TEXT EXTRACT:

Use the HTTP data source to interact with HTTP APIs directly from AppSync
How to send HTTP requests from AppSync resolvers
HTTP data source
The HTTP data source provides a way to send an HTTP request directly from AppSync. This is a versatile approach as most things on the Web offers an HTTP API. It provides a direct way of interacting with things like Google Sheets, OpenWeatherMap, or even sending messages to a Telegram bot, and a lot more. Even individual services in AWS provide HTTP-based APIs, those are what the AWS CLI, the SDK, Terraform, and other tools are using under the hood.
A data source is a "window" for AppSync to the external world, such as DynamoDB tables, Lambda functions, and, in our case, HTTP endpoints. It contains some configuration about how to reach the target service and provides a JSON-based API for the resolver to provide the parameters. When the resolver runs, the operation will be determined by the data source configuration while the input is coming from the resolver mapping template.
Of course, with a Lambda function you can send arbitrary HTTP requests. The advantage of using the HTTP data source instead is that in this case AppSync sends the request directly without invoking a Lambda first. This is better for simple cases.

REQUIRED WORK:
1. In the passage on the AppSync HTTP data source, what advantage does it have over sending HTTP requests with a Lambda function?
2. Please reproduce the passage on the AppSync HTTP data source word for word, from "Of course, with" up to and including "for simple cases.".
3. Write the next part of the passage on the AppSync HTTP data source, picking up after its final sentence.

Records
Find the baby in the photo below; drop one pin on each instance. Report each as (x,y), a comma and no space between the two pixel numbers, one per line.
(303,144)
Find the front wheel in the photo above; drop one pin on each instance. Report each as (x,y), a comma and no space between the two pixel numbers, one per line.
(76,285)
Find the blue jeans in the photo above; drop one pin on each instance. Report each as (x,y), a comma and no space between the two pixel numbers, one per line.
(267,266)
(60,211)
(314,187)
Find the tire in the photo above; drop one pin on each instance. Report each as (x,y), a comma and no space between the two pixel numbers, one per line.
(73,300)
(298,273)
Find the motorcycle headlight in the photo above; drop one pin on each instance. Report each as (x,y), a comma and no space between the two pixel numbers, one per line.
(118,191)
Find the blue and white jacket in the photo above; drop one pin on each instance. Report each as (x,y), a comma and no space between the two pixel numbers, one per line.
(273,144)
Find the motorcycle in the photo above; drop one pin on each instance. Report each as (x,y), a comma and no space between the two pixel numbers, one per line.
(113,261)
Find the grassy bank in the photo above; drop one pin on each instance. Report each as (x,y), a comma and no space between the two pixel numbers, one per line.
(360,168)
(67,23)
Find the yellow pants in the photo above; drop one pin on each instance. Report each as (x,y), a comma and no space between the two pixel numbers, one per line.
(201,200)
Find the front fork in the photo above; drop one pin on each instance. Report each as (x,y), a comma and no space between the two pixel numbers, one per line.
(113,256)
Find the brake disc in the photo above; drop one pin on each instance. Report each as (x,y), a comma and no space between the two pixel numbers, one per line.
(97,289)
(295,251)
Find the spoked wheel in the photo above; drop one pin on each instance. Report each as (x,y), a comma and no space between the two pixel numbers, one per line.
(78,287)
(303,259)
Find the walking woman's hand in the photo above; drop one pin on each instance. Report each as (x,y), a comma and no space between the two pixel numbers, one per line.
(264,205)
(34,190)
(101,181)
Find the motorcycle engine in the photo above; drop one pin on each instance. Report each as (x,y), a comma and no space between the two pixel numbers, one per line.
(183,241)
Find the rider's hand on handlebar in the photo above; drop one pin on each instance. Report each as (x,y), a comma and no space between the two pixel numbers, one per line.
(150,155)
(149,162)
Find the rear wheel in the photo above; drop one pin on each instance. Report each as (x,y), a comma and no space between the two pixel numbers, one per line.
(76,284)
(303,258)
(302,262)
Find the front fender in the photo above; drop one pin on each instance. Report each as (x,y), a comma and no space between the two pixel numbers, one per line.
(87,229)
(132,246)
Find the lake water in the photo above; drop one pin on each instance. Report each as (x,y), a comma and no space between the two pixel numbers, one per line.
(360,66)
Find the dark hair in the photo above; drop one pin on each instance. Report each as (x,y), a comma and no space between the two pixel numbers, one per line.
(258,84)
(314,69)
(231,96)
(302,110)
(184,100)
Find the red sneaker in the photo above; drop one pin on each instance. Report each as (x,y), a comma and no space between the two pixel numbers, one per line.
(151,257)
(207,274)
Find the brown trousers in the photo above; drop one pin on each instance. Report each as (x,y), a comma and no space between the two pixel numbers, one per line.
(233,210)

EXERCISE ANSWERS:
1. AppSync sends the request directly without invoking a Lambda first.

2.
Of course, with a Lambda function you can send arbitrary HTTP requests. The advantage of using the HTTP data source instead is that in this case AppSync sends the request directly without invoking a Lambda first. This is better for simple cases.

3.
Configuration
The data source needs only one thing: the domain of the endpoint. This is the first part of the request, and the rest will be filled by the resolver.
Fetching the latest XKCD
Let's see how to implement a simple resolver that returns the latest XKCD comic! There is an endpoint for that available at https://xkcd.com/info.0.json. So our resolver, combined with the data source, needs to send a GET request there and return the response body.
The GraphQL schema is simple, just return a JSON:
type Query {
latestXkcd: AWSJSON!
}
The data source configuration needs the endpoint:
Then the resolver defines the path (resourcePath
) and a required Content-Type
header:
{
"version": "2018-05-29",
"method": "GET",
"params": {
"query": {},
"headers": {
"Content-Type" : "application/json"
},
},
"resourcePath": "/info.0.json"
}
Then the response mapping template can return the response body:
#if ($ctx.error)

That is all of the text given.